:: Requests ::
• 1. Rewrite the passage of the movie discussion starting with "In my watch" and going on through "what just happened.", replacing "ATM" with "cash machine".
• 2. In the movie discussion, what does Patrick take out when he greets the clerk the second time?

:: Excerpt ::
+ + + + +

In my watch the movie is pretty unambiguous that the murders didn't happen. Paul Allen really did go to London as confirmed by the lawyer, and most of the murders in the movie take place at "Paul Allen's apartment." The London story was discovered by Willem Dafoe, and Dafoe confirmed that Patrick was with his pals the night Paul disappeared.

The sequence from where the ATM tells him to feed it a cat up until he calls his lawyer is flagged from the beginning to not quite be reality. Patrick hallucinates the message from the ATM. Then the police cars explode like an action movie after he fires a couple potshots at it. He even looks at his gun, bewildered, at what just happened.

A particularly critical detail in this sequence is the office buildings. First, Patrick enters a building as though he is fleeing to his office. The clerk spots him so he shoots him, and he shoots the janitor on the way out. Then the next building we see Patrick enter is... clearly the same building. Its layout is identical, and this time Patrick greets the clerk as though he is pulling out a gun but really takes out a pen.

+ + + + +

:: Collected data ::
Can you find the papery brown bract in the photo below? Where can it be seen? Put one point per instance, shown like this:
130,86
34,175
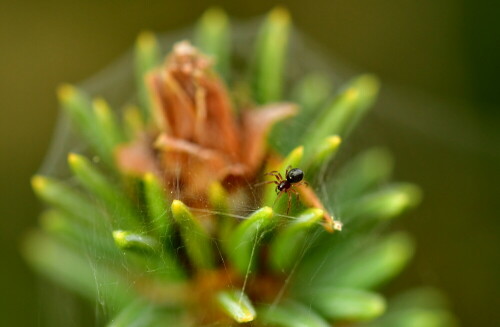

+ + + + +

:: List of solutions ::
• 1.
In my watch the movie is pretty unambiguous that the murders didn't happen. Paul Allen really did go to London as confirmed by the lawyer, and most of the murders in the movie take place at "Paul Allen's apartment." The London story was discovered by Willem Dafoe, and Dafoe confirmed that Patrick was with his pals the night Paul disappeared.

The sequence from where the cash machine tells him to feed it a cat up until he calls his lawyer is flagged from the beginning to not quite be reality. Patrick hallucinates the message from the cash machine. Then the police cars explode like an action movie after he fires a couple potshots at it. He even looks at his gun, bewildered, at what just happened.

• 2. A pen.